■ Directions
Transcribe every line of the records verbatim.

= Beginning of Section =

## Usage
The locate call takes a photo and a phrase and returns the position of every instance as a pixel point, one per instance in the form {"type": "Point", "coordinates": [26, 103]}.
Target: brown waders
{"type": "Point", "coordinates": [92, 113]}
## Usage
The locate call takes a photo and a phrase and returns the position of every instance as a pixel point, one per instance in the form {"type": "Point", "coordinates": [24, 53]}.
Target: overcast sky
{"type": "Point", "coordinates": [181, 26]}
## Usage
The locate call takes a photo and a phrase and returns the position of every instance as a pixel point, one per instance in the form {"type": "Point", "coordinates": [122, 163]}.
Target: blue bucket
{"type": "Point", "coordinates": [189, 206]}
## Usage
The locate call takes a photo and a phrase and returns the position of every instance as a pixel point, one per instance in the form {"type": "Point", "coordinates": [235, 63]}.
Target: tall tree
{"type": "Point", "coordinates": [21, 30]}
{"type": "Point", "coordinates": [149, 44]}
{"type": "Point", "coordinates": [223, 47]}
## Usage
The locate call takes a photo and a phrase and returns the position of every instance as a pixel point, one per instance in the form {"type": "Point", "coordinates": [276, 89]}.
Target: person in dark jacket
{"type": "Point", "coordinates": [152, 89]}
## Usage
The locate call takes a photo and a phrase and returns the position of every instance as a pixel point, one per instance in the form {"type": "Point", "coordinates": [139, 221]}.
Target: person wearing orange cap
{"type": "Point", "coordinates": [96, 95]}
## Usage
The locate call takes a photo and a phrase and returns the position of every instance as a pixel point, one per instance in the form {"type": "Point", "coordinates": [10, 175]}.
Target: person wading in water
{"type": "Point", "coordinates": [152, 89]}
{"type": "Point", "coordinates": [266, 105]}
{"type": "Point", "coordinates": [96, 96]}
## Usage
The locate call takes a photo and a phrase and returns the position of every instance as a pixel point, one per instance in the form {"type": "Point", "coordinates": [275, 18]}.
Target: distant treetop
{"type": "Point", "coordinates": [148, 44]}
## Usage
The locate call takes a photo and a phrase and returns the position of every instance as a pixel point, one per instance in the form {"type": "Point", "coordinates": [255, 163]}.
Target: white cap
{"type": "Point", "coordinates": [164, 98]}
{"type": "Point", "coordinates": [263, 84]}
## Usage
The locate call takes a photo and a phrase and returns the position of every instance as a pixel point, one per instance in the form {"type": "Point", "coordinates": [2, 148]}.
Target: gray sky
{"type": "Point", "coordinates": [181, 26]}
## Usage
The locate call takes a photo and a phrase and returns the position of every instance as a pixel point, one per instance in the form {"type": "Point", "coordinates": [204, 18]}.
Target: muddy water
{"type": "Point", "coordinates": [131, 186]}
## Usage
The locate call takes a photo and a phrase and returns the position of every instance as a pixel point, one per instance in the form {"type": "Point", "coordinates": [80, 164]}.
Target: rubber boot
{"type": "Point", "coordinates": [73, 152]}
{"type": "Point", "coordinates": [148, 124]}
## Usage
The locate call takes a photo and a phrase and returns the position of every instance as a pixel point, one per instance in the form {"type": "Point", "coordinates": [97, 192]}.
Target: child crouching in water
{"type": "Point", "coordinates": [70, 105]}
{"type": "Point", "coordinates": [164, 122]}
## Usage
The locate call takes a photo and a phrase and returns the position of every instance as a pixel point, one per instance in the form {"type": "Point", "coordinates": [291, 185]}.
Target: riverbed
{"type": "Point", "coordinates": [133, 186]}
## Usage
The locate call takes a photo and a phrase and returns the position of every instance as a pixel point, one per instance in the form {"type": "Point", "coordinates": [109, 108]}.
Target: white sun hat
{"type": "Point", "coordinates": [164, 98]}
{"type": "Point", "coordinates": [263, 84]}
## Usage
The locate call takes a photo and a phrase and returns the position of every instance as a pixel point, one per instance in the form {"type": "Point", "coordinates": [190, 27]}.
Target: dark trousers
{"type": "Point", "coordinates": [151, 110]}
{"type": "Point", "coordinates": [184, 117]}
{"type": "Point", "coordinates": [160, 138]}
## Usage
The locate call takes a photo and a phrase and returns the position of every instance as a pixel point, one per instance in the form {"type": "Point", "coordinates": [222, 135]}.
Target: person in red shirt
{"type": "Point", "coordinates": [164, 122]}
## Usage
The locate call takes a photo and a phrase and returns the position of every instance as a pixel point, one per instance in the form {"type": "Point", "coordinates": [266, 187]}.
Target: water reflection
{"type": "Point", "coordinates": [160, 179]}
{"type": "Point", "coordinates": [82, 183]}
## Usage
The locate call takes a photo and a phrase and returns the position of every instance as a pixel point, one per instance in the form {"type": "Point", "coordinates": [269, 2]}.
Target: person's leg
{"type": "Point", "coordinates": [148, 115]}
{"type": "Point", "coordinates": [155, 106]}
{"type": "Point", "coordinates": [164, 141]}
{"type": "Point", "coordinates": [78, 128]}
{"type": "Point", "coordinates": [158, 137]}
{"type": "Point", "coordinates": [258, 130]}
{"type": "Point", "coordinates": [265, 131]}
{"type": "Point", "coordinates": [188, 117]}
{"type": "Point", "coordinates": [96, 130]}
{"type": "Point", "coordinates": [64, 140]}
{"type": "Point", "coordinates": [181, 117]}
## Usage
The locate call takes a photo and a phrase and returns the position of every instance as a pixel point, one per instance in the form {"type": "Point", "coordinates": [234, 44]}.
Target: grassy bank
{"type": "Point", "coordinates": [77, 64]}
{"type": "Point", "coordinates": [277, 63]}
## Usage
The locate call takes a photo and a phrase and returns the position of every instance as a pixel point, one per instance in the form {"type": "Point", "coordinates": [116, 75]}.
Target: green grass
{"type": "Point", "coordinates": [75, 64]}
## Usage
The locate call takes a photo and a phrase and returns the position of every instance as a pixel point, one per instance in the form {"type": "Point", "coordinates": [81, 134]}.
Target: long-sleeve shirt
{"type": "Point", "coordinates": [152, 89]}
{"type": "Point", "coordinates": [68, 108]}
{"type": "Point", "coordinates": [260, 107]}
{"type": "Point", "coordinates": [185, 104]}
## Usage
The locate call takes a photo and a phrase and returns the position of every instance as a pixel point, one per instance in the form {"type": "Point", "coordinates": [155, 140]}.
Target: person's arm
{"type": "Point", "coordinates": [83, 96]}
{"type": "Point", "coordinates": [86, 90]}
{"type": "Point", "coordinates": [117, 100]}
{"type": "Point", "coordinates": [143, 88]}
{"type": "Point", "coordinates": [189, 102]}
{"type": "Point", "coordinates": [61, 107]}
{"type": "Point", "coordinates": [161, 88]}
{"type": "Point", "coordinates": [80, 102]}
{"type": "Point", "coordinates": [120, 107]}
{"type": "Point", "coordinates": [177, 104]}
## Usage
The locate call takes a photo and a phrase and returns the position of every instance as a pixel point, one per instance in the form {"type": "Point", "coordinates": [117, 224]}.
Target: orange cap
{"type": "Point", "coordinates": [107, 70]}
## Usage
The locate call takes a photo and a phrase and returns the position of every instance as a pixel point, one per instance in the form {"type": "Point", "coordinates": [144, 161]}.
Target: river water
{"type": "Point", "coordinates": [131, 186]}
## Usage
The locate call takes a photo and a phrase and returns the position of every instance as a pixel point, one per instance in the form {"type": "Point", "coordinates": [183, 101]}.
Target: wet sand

= End of Section =

■ Answer section
## Usage
The locate call takes a photo and a phrase and returns the position of every instance as a pixel point, one per instance in the form {"type": "Point", "coordinates": [26, 103]}.
Target: brown waders
{"type": "Point", "coordinates": [92, 113]}
## Usage
The locate call takes a photo and a phrase and returns the position of every instance as a pixel point, one per instance in the form {"type": "Point", "coordinates": [24, 53]}.
Target: overcast sky
{"type": "Point", "coordinates": [181, 26]}
## Usage
The locate call takes a photo and a phrase and returns the position of every instance as a pixel point, one per instance in the form {"type": "Point", "coordinates": [122, 163]}.
Target: blue bucket
{"type": "Point", "coordinates": [189, 206]}
## Usage
The locate call takes a photo and a phrase and returns the position of every instance as a pixel point, one per instance in the form {"type": "Point", "coordinates": [235, 63]}.
Target: tall tree
{"type": "Point", "coordinates": [21, 30]}
{"type": "Point", "coordinates": [149, 44]}
{"type": "Point", "coordinates": [223, 47]}
## Usage
The locate call takes a photo and a phrase and returns the position of every instance as a pixel point, one per instance in the form {"type": "Point", "coordinates": [276, 89]}.
Target: person in dark jacket
{"type": "Point", "coordinates": [152, 89]}
## Usage
The locate call takes a photo and a phrase and returns the position of every instance as a pixel point, one per instance in the form {"type": "Point", "coordinates": [139, 221]}.
Target: person wearing orange cap
{"type": "Point", "coordinates": [96, 95]}
## Usage
The locate call takes a photo and a phrase and returns the position of every instance as a pixel point, one per instance in the form {"type": "Point", "coordinates": [10, 175]}.
Target: person wading in water
{"type": "Point", "coordinates": [152, 89]}
{"type": "Point", "coordinates": [266, 105]}
{"type": "Point", "coordinates": [96, 96]}
## Usage
The locate call takes a photo and a phrase and returns the position of every instance as a pixel point, one per instance in the form {"type": "Point", "coordinates": [275, 18]}.
Target: distant treetop
{"type": "Point", "coordinates": [148, 44]}
## Usage
The locate call takes a photo and a phrase and returns the position of every instance as a pixel point, one per instance in the form {"type": "Point", "coordinates": [255, 163]}.
Target: white cap
{"type": "Point", "coordinates": [164, 98]}
{"type": "Point", "coordinates": [263, 84]}
## Usage
The locate call takes a photo and a phrase and returns the position of every instance as a pixel point, one per instance in the form {"type": "Point", "coordinates": [2, 148]}.
Target: gray sky
{"type": "Point", "coordinates": [181, 26]}
## Usage
The locate call takes a photo and a phrase and returns the position of every instance as a pixel point, one per instance in the form {"type": "Point", "coordinates": [204, 18]}.
Target: muddy water
{"type": "Point", "coordinates": [131, 186]}
## Usage
The locate call takes a photo and a phrase and returns the position of every instance as a pixel point, one per instance in the form {"type": "Point", "coordinates": [80, 164]}.
Target: rubber boot
{"type": "Point", "coordinates": [73, 152]}
{"type": "Point", "coordinates": [148, 124]}
## Usage
The locate call takes a photo and a phrase and returns the position of every instance as a pixel point, one per instance in the form {"type": "Point", "coordinates": [97, 192]}.
Target: child crouching in water
{"type": "Point", "coordinates": [70, 105]}
{"type": "Point", "coordinates": [164, 122]}
## Usage
The locate call takes a photo and a phrase and returns the position of every instance as a pixel point, one per instance in the form {"type": "Point", "coordinates": [291, 185]}.
Target: riverbed
{"type": "Point", "coordinates": [133, 186]}
## Usage
The locate call takes a photo and a phrase and returns the position of every instance as a pixel point, one per instance in the form {"type": "Point", "coordinates": [109, 108]}.
Target: white sun hat
{"type": "Point", "coordinates": [164, 98]}
{"type": "Point", "coordinates": [263, 84]}
## Usage
The locate call takes a photo and a phrase and returns the position of every instance as a pixel point, one per instance in the form {"type": "Point", "coordinates": [190, 27]}.
Target: dark trousers
{"type": "Point", "coordinates": [151, 110]}
{"type": "Point", "coordinates": [184, 117]}
{"type": "Point", "coordinates": [160, 138]}
## Usage
The locate call takes a photo and a phrase and returns the position of every instance as a pixel point, one per instance in the form {"type": "Point", "coordinates": [222, 135]}.
Target: person in red shirt
{"type": "Point", "coordinates": [164, 122]}
## Usage
The locate call takes a photo and a phrase and returns the position of every instance as a pixel point, one per instance in the form {"type": "Point", "coordinates": [266, 187]}.
Target: water reflection
{"type": "Point", "coordinates": [160, 179]}
{"type": "Point", "coordinates": [82, 183]}
## Usage
The locate call takes a photo and a phrase and returns the position of every instance as a pixel point, one per instance in the form {"type": "Point", "coordinates": [269, 2]}.
Target: person's leg
{"type": "Point", "coordinates": [148, 115]}
{"type": "Point", "coordinates": [155, 106]}
{"type": "Point", "coordinates": [164, 141]}
{"type": "Point", "coordinates": [78, 128]}
{"type": "Point", "coordinates": [158, 137]}
{"type": "Point", "coordinates": [258, 130]}
{"type": "Point", "coordinates": [265, 131]}
{"type": "Point", "coordinates": [188, 117]}
{"type": "Point", "coordinates": [96, 130]}
{"type": "Point", "coordinates": [64, 140]}
{"type": "Point", "coordinates": [181, 117]}
## Usage
The locate call takes a photo and a phrase and returns the position of every instance as a pixel point, one per instance in the form {"type": "Point", "coordinates": [234, 44]}.
Target: grassy bank
{"type": "Point", "coordinates": [77, 64]}
{"type": "Point", "coordinates": [277, 63]}
## Usage
The locate call takes a photo and a phrase and returns the position of every instance as a pixel point, one per instance in the form {"type": "Point", "coordinates": [116, 75]}.
Target: green grass
{"type": "Point", "coordinates": [75, 64]}
## Usage
The locate call takes a photo and a phrase and returns the position of every instance as a pixel point, one per instance in the form {"type": "Point", "coordinates": [81, 134]}.
Target: long-sleeve shirt
{"type": "Point", "coordinates": [152, 89]}
{"type": "Point", "coordinates": [68, 108]}
{"type": "Point", "coordinates": [260, 107]}
{"type": "Point", "coordinates": [185, 104]}
## Usage
The locate call takes a photo and a phrase and returns the position of every instance as a pixel point, one per instance in the form {"type": "Point", "coordinates": [155, 140]}.
Target: person's arm
{"type": "Point", "coordinates": [83, 96]}
{"type": "Point", "coordinates": [86, 90]}
{"type": "Point", "coordinates": [117, 100]}
{"type": "Point", "coordinates": [143, 88]}
{"type": "Point", "coordinates": [189, 102]}
{"type": "Point", "coordinates": [61, 107]}
{"type": "Point", "coordinates": [161, 88]}
{"type": "Point", "coordinates": [80, 102]}
{"type": "Point", "coordinates": [120, 107]}
{"type": "Point", "coordinates": [177, 104]}
## Usage
The locate call takes a photo and a phrase and returns the position of every instance as a pixel point, one per instance in the form {"type": "Point", "coordinates": [117, 224]}.
Target: orange cap
{"type": "Point", "coordinates": [107, 70]}
## Usage
The locate call takes a photo and a phrase and returns the position of every instance as a pixel point, one per instance in the form {"type": "Point", "coordinates": [144, 161]}.
Target: river water
{"type": "Point", "coordinates": [131, 186]}
## Usage
The locate call takes a photo and a phrase and returns the position of every instance as a pixel point, one per instance in the form {"type": "Point", "coordinates": [183, 101]}.
Target: wet sand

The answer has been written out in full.